In the copy you make, include no pictures, and transcribe every record exactly.

═══ Data supplied ═══

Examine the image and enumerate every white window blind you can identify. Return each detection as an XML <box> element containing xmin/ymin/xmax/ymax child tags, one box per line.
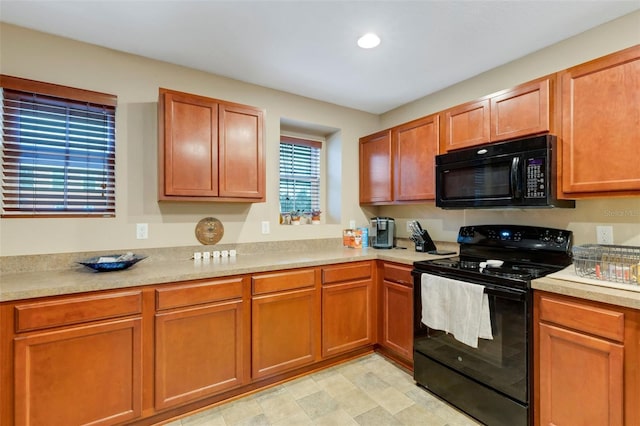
<box><xmin>279</xmin><ymin>136</ymin><xmax>321</xmax><ymax>214</ymax></box>
<box><xmin>1</xmin><ymin>76</ymin><xmax>116</xmax><ymax>217</ymax></box>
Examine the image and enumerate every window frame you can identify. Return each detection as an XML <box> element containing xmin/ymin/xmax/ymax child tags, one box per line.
<box><xmin>1</xmin><ymin>75</ymin><xmax>117</xmax><ymax>218</ymax></box>
<box><xmin>279</xmin><ymin>135</ymin><xmax>322</xmax><ymax>216</ymax></box>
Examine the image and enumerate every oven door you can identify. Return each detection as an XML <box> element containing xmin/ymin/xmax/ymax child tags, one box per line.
<box><xmin>413</xmin><ymin>273</ymin><xmax>530</xmax><ymax>403</ymax></box>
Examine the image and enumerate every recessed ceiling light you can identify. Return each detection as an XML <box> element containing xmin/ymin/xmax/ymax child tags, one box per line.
<box><xmin>357</xmin><ymin>33</ymin><xmax>381</xmax><ymax>49</ymax></box>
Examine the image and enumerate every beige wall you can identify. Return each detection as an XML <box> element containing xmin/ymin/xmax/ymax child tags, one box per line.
<box><xmin>1</xmin><ymin>10</ymin><xmax>639</xmax><ymax>256</ymax></box>
<box><xmin>0</xmin><ymin>23</ymin><xmax>380</xmax><ymax>256</ymax></box>
<box><xmin>375</xmin><ymin>10</ymin><xmax>640</xmax><ymax>247</ymax></box>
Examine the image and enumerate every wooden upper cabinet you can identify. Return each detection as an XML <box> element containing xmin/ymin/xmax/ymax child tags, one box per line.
<box><xmin>490</xmin><ymin>77</ymin><xmax>553</xmax><ymax>142</ymax></box>
<box><xmin>158</xmin><ymin>88</ymin><xmax>265</xmax><ymax>202</ymax></box>
<box><xmin>160</xmin><ymin>90</ymin><xmax>219</xmax><ymax>198</ymax></box>
<box><xmin>219</xmin><ymin>103</ymin><xmax>265</xmax><ymax>199</ymax></box>
<box><xmin>441</xmin><ymin>75</ymin><xmax>555</xmax><ymax>153</ymax></box>
<box><xmin>359</xmin><ymin>129</ymin><xmax>393</xmax><ymax>204</ymax></box>
<box><xmin>393</xmin><ymin>114</ymin><xmax>439</xmax><ymax>201</ymax></box>
<box><xmin>560</xmin><ymin>45</ymin><xmax>640</xmax><ymax>196</ymax></box>
<box><xmin>442</xmin><ymin>98</ymin><xmax>490</xmax><ymax>152</ymax></box>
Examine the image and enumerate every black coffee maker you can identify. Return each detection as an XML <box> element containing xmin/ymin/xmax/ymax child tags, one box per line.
<box><xmin>371</xmin><ymin>217</ymin><xmax>395</xmax><ymax>249</ymax></box>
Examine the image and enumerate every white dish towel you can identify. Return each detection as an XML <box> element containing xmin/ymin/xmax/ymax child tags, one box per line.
<box><xmin>421</xmin><ymin>273</ymin><xmax>493</xmax><ymax>348</ymax></box>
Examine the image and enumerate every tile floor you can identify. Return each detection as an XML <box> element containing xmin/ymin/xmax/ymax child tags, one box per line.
<box><xmin>163</xmin><ymin>353</ymin><xmax>482</xmax><ymax>426</ymax></box>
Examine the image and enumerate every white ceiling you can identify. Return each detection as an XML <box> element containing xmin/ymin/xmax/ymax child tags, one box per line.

═══

Output for this exercise:
Examine the image and enumerate every white window blind you can identify. Return each detection as an XML <box> element containing xmin/ymin/xmax/ymax child tags, one box per line.
<box><xmin>279</xmin><ymin>136</ymin><xmax>321</xmax><ymax>214</ymax></box>
<box><xmin>1</xmin><ymin>76</ymin><xmax>116</xmax><ymax>217</ymax></box>
Examine the image and enumerate every window frame you can identify. Return each detection as an XML <box> element containing xmin/ymin/xmax/ymax child tags, one box per line.
<box><xmin>1</xmin><ymin>75</ymin><xmax>117</xmax><ymax>218</ymax></box>
<box><xmin>279</xmin><ymin>135</ymin><xmax>322</xmax><ymax>216</ymax></box>
Examine the image and enumerate every oven door you can identify. Return each detection as an XML <box> element containing xmin/ymin/xmax/ymax child tags, one box per line.
<box><xmin>413</xmin><ymin>273</ymin><xmax>530</xmax><ymax>403</ymax></box>
Examine the image and enumerate every recessed ceiling light you can identify. Return each detection as an XML <box> element containing xmin/ymin/xmax/ymax child tags, one box per line.
<box><xmin>357</xmin><ymin>33</ymin><xmax>381</xmax><ymax>49</ymax></box>
Examine the image and enumerate every beige wall you can identify. Return each detection as an XML <box> element containing xmin/ymin/xmax/ymax child tags, one box per line.
<box><xmin>1</xmin><ymin>10</ymin><xmax>639</xmax><ymax>256</ymax></box>
<box><xmin>0</xmin><ymin>23</ymin><xmax>380</xmax><ymax>256</ymax></box>
<box><xmin>375</xmin><ymin>10</ymin><xmax>640</xmax><ymax>247</ymax></box>
Examine the image and enumerate every wooden upper cabinet you can identify. Return each detection as an XML <box> element containing xmin/ymin/xmax/ymax child tags, one box per line.
<box><xmin>490</xmin><ymin>77</ymin><xmax>553</xmax><ymax>142</ymax></box>
<box><xmin>158</xmin><ymin>88</ymin><xmax>265</xmax><ymax>202</ymax></box>
<box><xmin>160</xmin><ymin>90</ymin><xmax>219</xmax><ymax>198</ymax></box>
<box><xmin>219</xmin><ymin>103</ymin><xmax>265</xmax><ymax>199</ymax></box>
<box><xmin>441</xmin><ymin>75</ymin><xmax>555</xmax><ymax>153</ymax></box>
<box><xmin>359</xmin><ymin>129</ymin><xmax>393</xmax><ymax>204</ymax></box>
<box><xmin>393</xmin><ymin>114</ymin><xmax>439</xmax><ymax>201</ymax></box>
<box><xmin>560</xmin><ymin>45</ymin><xmax>640</xmax><ymax>196</ymax></box>
<box><xmin>442</xmin><ymin>98</ymin><xmax>490</xmax><ymax>152</ymax></box>
Examine the image and enumerate every black coffee maker you can identify. Return each detection as an XML <box> element containing xmin/ymin/xmax/ymax child tags, one box per line.
<box><xmin>371</xmin><ymin>217</ymin><xmax>395</xmax><ymax>249</ymax></box>
Examine the image and enumerate every white dish towel you can identify. Return each detection as an XML <box> element containing xmin/ymin/xmax/ymax child tags, one box per line.
<box><xmin>421</xmin><ymin>273</ymin><xmax>493</xmax><ymax>348</ymax></box>
Examine the image and enumerate every tile floor you can identify. Return each detection as an XML <box> element containing xmin/ymin/xmax/ymax child tags, one box per line.
<box><xmin>163</xmin><ymin>353</ymin><xmax>482</xmax><ymax>426</ymax></box>
Examine the image and enumerate every white ceiling you can identify. Return each detection as an XML <box> element containing xmin/ymin/xmax/ymax child tags, one box per line.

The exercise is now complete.